--- Text under study ---
Another reality check on GOP budget fear-mongering

For months, Republicans lied about Iowa supposedly running a billion-dollar budget deficit. Then they claimed that while Democrats might have balanced the current-year budget, they had pushed the state to the edge of a “cliff” for the following fiscal year. Another billion-dollar shortfall loomed, we were told, because Democrats relied too much on “one-time” federal funding and rejected the GOP’s proposed spending cuts. (By the way, those wouldn’t have saved the state as much money as Republicans claimed).

Yesterday Iowa’s Revenue Estimating Conference increased revenue projections for fiscal year 2011 by just under $298 million, citing improvements in the economy.

The REC additionally made its first projection for the fiscal year that will begin July 1, 2011.  The estimate for that year is almost $5.946 billion. […]

The Legislative Services Agency has previously estimated that Iowa faced a budget gap of between $800 million and $1 billion for the fiscal year that begins July 1, 2011.

--- Given data ---
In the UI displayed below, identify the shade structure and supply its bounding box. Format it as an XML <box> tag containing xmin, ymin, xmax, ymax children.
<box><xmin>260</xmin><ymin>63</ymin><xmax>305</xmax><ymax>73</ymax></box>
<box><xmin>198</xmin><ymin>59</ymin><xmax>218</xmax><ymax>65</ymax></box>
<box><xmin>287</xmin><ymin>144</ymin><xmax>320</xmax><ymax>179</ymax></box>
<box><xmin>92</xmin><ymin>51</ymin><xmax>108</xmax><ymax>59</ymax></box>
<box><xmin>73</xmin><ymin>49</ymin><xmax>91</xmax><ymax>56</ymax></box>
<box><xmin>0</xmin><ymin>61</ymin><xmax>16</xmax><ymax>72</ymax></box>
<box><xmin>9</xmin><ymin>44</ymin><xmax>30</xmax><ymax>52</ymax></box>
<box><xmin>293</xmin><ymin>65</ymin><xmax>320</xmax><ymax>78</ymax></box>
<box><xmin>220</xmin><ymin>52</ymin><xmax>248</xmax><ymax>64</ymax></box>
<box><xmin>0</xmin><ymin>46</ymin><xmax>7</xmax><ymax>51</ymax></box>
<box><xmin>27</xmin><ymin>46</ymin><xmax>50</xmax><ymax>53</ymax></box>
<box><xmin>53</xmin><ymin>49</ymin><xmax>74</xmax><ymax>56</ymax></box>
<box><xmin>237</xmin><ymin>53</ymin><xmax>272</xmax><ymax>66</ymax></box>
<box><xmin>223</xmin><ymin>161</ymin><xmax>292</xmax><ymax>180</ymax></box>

--- What to work on ---
Can you reproduce the Iowa budget commentary above in full, word for word?

--- Written response ---
Another reality check on GOP budget fear-mongering

For months, Republicans lied about Iowa supposedly running a billion-dollar budget deficit. Then they claimed that while Democrats might have balanced the current-year budget, they had pushed the state to the edge of a “cliff” for the following fiscal year. Another billion-dollar shortfall loomed, we were told, because Democrats relied too much on “one-time” federal funding and rejected the GOP’s proposed spending cuts. (By the way, those wouldn’t have saved the state as much money as Republicans claimed).

Yesterday Iowa’s Revenue Estimating Conference increased revenue projections for fiscal year 2011 by just under $298 million, citing improvements in the economy.

The REC additionally made its first projection for the fiscal year that will begin July 1, 2011.  The estimate for that year is almost $5.946 billion. […]

The Legislative Services Agency has previously estimated that Iowa faced a budget gap of between $800 million and $1 billion for the fiscal year that begins July 1, 2011.